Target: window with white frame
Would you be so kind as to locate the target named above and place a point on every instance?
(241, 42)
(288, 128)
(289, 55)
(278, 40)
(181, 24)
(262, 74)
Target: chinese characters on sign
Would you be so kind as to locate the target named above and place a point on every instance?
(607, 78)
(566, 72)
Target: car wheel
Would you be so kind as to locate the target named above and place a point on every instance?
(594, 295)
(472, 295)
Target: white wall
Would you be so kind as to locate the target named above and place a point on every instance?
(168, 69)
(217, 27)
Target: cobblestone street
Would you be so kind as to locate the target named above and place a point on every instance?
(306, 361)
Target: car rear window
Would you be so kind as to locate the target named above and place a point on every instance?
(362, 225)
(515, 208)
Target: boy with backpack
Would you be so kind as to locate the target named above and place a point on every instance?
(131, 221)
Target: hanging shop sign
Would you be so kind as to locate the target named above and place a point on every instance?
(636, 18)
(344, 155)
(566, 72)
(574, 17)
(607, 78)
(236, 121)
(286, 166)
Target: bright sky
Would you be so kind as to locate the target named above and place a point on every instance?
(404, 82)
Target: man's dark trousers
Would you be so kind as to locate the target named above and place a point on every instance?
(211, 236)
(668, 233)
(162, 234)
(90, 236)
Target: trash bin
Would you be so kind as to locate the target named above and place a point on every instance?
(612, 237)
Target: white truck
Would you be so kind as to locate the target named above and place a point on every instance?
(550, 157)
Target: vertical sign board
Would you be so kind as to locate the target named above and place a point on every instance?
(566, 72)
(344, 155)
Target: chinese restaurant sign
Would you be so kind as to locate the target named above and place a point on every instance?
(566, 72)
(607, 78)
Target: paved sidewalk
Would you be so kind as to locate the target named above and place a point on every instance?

===

TASK INSTRUCTIONS: From the listing, copy every line where the string "sign" appears.

WRITTEN RESPONSE:
Target: chinese characters on sign
Target: hanging shop sign
Target: vertical sign board
Target: chinese restaurant sign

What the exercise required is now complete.